--- Begin MATERIAL FOR THE TASK ---

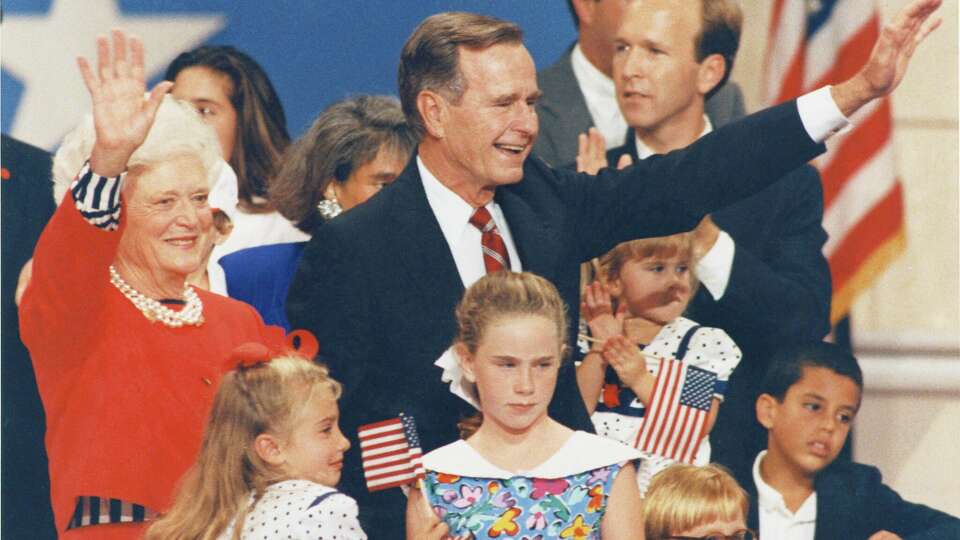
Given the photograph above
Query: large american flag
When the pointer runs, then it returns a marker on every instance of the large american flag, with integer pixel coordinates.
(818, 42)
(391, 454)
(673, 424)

--- End MATERIAL FOR THE TASK ---
--- Begin MATERIAL FOR THE TASK ---

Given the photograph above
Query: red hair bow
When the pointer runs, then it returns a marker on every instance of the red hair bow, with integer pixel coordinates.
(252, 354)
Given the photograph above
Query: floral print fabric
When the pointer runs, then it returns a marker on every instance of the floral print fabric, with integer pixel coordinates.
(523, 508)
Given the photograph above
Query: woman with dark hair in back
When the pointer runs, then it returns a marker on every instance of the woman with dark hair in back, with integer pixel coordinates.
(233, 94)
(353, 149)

--- End MATERIAL FOR THE TASK ---

=== AIM ===
Locate every line above containing the word "back" and copy each one out in full.

=== SOLUTION ===
Query: woman with dark hair in back
When the pointer runs, then it returns a marker on every instance of the woman with dark hair in back, with integer pixel coordinates.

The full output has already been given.